(Aim of the task): Locate each line in the rows below that contains the string "brown", and copy those lines.

Data rows:
========
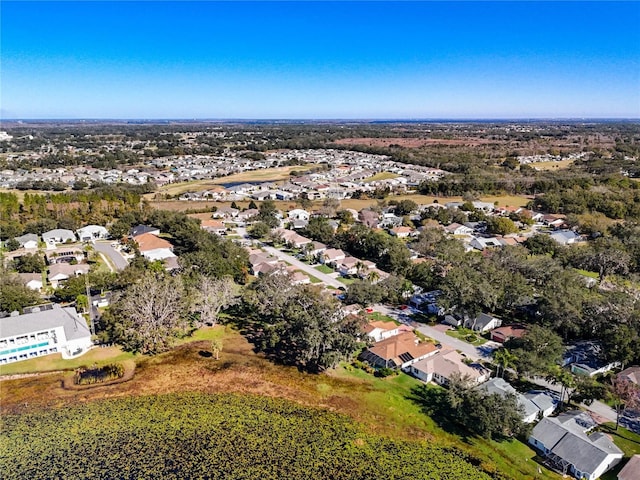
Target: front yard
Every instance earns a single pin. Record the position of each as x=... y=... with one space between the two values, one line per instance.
x=324 y=269
x=467 y=335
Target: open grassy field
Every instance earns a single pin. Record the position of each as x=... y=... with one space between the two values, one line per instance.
x=552 y=165
x=384 y=406
x=263 y=175
x=381 y=176
x=356 y=204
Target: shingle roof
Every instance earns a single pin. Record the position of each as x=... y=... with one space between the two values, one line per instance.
x=565 y=436
x=631 y=471
x=148 y=241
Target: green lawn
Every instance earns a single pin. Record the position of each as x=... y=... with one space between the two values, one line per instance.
x=54 y=362
x=463 y=333
x=381 y=317
x=98 y=355
x=393 y=400
x=587 y=273
x=381 y=176
x=324 y=269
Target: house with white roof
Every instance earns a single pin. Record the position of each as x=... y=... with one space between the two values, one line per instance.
x=59 y=330
x=28 y=241
x=446 y=364
x=58 y=235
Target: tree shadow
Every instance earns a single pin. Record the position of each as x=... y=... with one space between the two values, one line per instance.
x=434 y=403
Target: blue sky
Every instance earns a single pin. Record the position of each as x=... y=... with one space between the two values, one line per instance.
x=319 y=59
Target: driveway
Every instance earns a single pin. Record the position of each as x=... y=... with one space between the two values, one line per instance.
x=326 y=279
x=116 y=257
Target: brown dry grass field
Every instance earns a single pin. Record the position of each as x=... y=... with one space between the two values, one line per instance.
x=384 y=406
x=413 y=142
x=552 y=165
x=265 y=175
x=181 y=206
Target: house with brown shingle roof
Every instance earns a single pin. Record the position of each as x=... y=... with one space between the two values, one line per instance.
x=379 y=330
x=508 y=332
x=632 y=374
x=398 y=351
x=446 y=364
x=148 y=241
x=214 y=226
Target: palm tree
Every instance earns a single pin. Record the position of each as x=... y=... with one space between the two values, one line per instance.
x=360 y=267
x=504 y=359
x=216 y=347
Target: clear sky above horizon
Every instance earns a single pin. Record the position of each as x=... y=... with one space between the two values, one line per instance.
x=160 y=59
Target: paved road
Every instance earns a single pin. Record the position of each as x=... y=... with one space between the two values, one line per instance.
x=116 y=257
x=304 y=267
x=475 y=353
x=484 y=352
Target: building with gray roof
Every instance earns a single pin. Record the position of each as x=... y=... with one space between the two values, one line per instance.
x=58 y=330
x=500 y=387
x=564 y=440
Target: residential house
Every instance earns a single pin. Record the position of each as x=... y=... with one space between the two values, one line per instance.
x=631 y=374
x=58 y=330
x=92 y=232
x=142 y=229
x=457 y=229
x=483 y=243
x=379 y=330
x=454 y=320
x=28 y=241
x=214 y=226
x=565 y=237
x=58 y=235
x=446 y=364
x=349 y=266
x=555 y=221
x=508 y=332
x=32 y=280
x=530 y=411
x=398 y=351
x=247 y=215
x=332 y=256
x=566 y=442
x=631 y=471
x=225 y=212
x=482 y=323
x=299 y=278
x=543 y=400
x=298 y=214
x=153 y=247
x=401 y=232
x=586 y=358
x=292 y=238
x=59 y=272
x=64 y=255
x=317 y=248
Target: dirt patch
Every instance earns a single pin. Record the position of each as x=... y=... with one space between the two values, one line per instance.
x=129 y=371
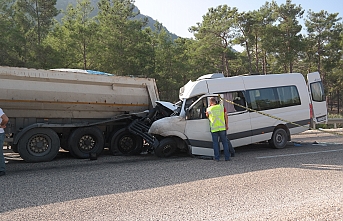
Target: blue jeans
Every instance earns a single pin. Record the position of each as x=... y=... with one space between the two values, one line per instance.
x=2 y=158
x=224 y=140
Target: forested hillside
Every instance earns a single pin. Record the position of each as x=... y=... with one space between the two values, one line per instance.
x=115 y=41
x=63 y=4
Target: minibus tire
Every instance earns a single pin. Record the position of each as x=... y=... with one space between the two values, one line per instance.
x=279 y=138
x=166 y=148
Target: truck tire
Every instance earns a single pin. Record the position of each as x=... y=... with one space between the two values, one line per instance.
x=126 y=143
x=166 y=148
x=86 y=140
x=279 y=139
x=38 y=145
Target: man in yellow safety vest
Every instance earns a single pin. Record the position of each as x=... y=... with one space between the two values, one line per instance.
x=219 y=125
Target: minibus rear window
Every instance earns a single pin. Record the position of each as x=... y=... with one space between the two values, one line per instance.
x=317 y=91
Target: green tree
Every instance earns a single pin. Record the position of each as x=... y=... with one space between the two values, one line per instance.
x=324 y=36
x=12 y=40
x=120 y=39
x=74 y=39
x=216 y=34
x=289 y=40
x=35 y=18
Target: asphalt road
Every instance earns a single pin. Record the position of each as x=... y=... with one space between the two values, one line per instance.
x=303 y=181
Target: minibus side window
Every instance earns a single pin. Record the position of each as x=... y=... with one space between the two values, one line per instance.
x=288 y=96
x=274 y=97
x=264 y=99
x=198 y=110
x=238 y=98
x=317 y=91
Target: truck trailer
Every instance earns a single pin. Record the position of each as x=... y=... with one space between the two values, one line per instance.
x=79 y=112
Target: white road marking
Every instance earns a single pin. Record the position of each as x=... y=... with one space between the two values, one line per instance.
x=298 y=154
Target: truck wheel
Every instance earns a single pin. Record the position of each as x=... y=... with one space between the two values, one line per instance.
x=166 y=148
x=124 y=142
x=279 y=139
x=38 y=145
x=86 y=140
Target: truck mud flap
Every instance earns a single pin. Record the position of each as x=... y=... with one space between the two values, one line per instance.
x=139 y=128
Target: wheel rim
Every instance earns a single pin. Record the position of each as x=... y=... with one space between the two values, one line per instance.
x=167 y=149
x=126 y=144
x=279 y=138
x=38 y=145
x=87 y=143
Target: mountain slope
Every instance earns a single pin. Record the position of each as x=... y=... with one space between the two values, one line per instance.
x=62 y=5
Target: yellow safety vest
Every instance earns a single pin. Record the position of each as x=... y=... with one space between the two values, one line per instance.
x=216 y=117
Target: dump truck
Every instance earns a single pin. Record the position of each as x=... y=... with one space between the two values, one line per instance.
x=78 y=111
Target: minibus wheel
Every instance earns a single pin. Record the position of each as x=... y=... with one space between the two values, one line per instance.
x=166 y=148
x=279 y=138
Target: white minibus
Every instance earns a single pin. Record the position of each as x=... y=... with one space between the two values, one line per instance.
x=277 y=96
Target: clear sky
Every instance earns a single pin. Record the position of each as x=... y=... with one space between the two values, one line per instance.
x=178 y=15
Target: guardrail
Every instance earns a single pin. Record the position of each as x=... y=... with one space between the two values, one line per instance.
x=335 y=121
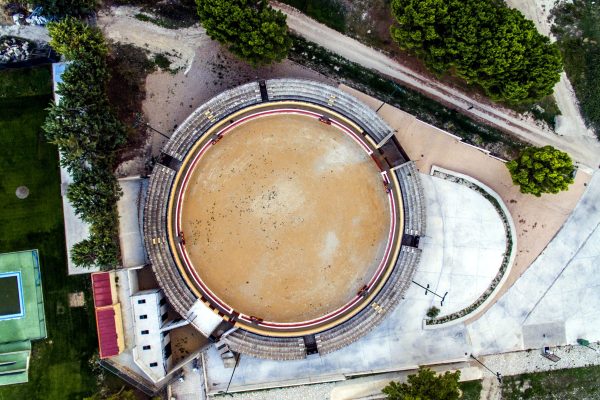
========
(Exercise solution):
Target: brown dry grass field
Target: house with brown shingle roof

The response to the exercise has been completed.